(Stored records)
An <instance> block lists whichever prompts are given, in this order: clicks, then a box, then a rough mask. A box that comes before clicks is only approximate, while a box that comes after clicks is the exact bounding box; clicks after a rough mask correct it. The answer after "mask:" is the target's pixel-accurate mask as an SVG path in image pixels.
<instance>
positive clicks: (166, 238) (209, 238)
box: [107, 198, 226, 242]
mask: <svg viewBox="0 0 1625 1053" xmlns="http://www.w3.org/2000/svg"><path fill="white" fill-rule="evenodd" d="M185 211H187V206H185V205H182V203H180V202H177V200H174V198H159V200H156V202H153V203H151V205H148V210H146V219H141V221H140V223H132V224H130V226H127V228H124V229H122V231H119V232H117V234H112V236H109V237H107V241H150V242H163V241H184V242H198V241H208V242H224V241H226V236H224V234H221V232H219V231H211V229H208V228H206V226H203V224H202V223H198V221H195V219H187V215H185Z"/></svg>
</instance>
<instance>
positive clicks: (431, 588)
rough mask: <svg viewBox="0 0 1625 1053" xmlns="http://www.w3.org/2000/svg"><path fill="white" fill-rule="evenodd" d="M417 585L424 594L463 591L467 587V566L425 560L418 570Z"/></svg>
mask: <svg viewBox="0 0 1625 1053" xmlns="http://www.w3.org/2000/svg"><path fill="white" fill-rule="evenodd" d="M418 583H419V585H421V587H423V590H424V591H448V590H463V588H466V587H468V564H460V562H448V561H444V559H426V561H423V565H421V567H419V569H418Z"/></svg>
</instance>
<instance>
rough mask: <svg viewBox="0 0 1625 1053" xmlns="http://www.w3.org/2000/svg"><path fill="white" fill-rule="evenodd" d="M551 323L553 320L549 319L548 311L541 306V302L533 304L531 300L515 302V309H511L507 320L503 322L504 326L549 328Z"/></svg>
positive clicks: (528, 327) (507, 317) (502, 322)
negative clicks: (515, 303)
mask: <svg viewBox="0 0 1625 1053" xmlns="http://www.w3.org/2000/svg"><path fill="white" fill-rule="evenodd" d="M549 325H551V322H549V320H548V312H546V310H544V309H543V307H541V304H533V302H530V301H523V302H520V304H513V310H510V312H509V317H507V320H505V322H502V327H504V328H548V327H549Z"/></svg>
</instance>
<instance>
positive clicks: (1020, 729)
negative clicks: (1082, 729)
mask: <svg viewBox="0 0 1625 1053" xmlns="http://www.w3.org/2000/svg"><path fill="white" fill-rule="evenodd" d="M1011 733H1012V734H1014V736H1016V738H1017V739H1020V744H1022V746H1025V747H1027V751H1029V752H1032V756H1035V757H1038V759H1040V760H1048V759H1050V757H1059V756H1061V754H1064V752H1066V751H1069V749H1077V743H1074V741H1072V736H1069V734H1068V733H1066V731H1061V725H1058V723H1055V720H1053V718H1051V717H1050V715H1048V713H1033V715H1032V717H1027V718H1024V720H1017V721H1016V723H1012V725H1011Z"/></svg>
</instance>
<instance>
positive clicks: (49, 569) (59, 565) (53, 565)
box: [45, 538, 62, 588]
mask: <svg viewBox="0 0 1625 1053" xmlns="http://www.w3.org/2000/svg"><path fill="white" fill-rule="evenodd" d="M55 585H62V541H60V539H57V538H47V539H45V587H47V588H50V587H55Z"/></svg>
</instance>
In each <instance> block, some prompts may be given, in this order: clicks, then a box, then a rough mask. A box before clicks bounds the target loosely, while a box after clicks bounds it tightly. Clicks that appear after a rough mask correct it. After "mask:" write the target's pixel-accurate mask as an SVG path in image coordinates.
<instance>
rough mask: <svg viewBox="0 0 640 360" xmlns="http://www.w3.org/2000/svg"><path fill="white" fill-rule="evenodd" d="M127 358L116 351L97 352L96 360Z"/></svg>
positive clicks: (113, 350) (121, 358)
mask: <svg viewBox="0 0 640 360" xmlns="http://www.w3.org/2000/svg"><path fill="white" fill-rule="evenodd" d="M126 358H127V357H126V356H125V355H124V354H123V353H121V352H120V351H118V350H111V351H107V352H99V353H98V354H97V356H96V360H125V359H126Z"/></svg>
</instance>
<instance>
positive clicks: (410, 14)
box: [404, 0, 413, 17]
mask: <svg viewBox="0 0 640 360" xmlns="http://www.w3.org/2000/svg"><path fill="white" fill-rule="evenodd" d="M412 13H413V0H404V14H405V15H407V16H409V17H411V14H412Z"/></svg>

◆ YOUR INSTRUCTIONS
Change every "positive clicks" in the rows above to "foreground clicks", and write the lines out again with nothing else altered.

◆ EXERCISE SOLUTION
An <instance> block lists whichever prompts are given, in this order: clicks, then a box, then a rough mask. A box that comes before clicks is only approximate, while a box that comes after clicks is the exact bounding box; clicks after a rough mask correct it. The answer after "mask:" is the target's pixel-accurate mask as an SVG path in image pixels.
<instance>
foreground clicks: (166, 238) (209, 238)
box: [107, 198, 226, 242]
mask: <svg viewBox="0 0 1625 1053" xmlns="http://www.w3.org/2000/svg"><path fill="white" fill-rule="evenodd" d="M185 211H187V206H185V205H182V203H180V202H177V200H174V198H159V200H156V202H153V203H151V205H148V210H146V219H141V221H140V223H132V224H130V226H127V228H124V229H122V231H119V232H117V234H112V236H109V237H107V241H150V242H163V241H184V242H198V241H208V242H224V241H226V236H224V234H221V232H219V231H211V229H208V228H206V226H203V224H202V223H198V221H195V219H187V215H185Z"/></svg>
</instance>
<instance>
foreground clicks: (431, 588)
rough mask: <svg viewBox="0 0 1625 1053" xmlns="http://www.w3.org/2000/svg"><path fill="white" fill-rule="evenodd" d="M417 585L424 594L463 591L467 587V566L425 560L418 570Z"/></svg>
mask: <svg viewBox="0 0 1625 1053" xmlns="http://www.w3.org/2000/svg"><path fill="white" fill-rule="evenodd" d="M418 583H419V585H421V587H423V590H424V591H448V590H463V588H466V587H468V564H460V562H448V561H444V559H426V561H423V565H421V567H419V569H418Z"/></svg>
</instance>
<instance>
rough mask: <svg viewBox="0 0 1625 1053" xmlns="http://www.w3.org/2000/svg"><path fill="white" fill-rule="evenodd" d="M551 323L553 320L549 319L548 311L541 306V302L533 304L531 300L515 302V309H511L507 320L503 322L504 326L549 328Z"/></svg>
foreground clicks: (528, 327) (507, 317) (502, 322)
negative clicks: (515, 303)
mask: <svg viewBox="0 0 1625 1053" xmlns="http://www.w3.org/2000/svg"><path fill="white" fill-rule="evenodd" d="M549 325H551V322H549V320H548V312H546V310H544V309H543V307H541V304H533V302H530V301H523V302H520V304H513V310H510V312H509V317H507V320H505V322H502V327H504V328H548V327H549Z"/></svg>
</instance>
<instance>
foreground clicks: (1020, 729)
negative clicks: (1082, 729)
mask: <svg viewBox="0 0 1625 1053" xmlns="http://www.w3.org/2000/svg"><path fill="white" fill-rule="evenodd" d="M1011 733H1012V734H1014V736H1016V738H1017V739H1020V744H1022V746H1025V747H1027V751H1029V752H1032V756H1035V757H1038V759H1040V760H1048V759H1050V757H1059V756H1061V754H1064V752H1066V751H1069V749H1077V743H1074V741H1072V736H1069V734H1068V733H1066V731H1061V725H1058V723H1055V720H1053V718H1051V717H1050V715H1048V713H1033V715H1032V717H1027V718H1024V720H1017V721H1016V723H1012V725H1011Z"/></svg>
</instance>
<instance>
foreground clicks: (49, 569) (59, 565) (53, 565)
box: [45, 538, 62, 588]
mask: <svg viewBox="0 0 1625 1053" xmlns="http://www.w3.org/2000/svg"><path fill="white" fill-rule="evenodd" d="M55 585H62V541H60V539H57V538H47V539H45V587H47V588H50V587H55Z"/></svg>
</instance>
In each <instance> block, some prompts may be given, in this order: clicks, then a box, then a rough mask. A box before clicks bounds the target loosely, while a box after clicks bounds it tightly. Clicks that appear after a rough mask correct it. After "mask:" write the target's pixel-accurate mask as an SVG path in image coordinates.
<instance>
rough mask: <svg viewBox="0 0 640 360" xmlns="http://www.w3.org/2000/svg"><path fill="white" fill-rule="evenodd" d="M127 358L116 351L97 352L96 360Z"/></svg>
foreground clicks: (113, 350) (121, 358)
mask: <svg viewBox="0 0 640 360" xmlns="http://www.w3.org/2000/svg"><path fill="white" fill-rule="evenodd" d="M126 358H127V357H126V356H125V355H124V354H123V353H121V352H120V351H118V350H111V351H107V352H99V353H98V354H97V356H96V360H125V359H126Z"/></svg>
</instance>
<instance>
foreground clicks: (410, 14)
box: [404, 0, 413, 17]
mask: <svg viewBox="0 0 640 360" xmlns="http://www.w3.org/2000/svg"><path fill="white" fill-rule="evenodd" d="M412 13H413V0H404V14H405V15H407V16H409V17H411V14H412Z"/></svg>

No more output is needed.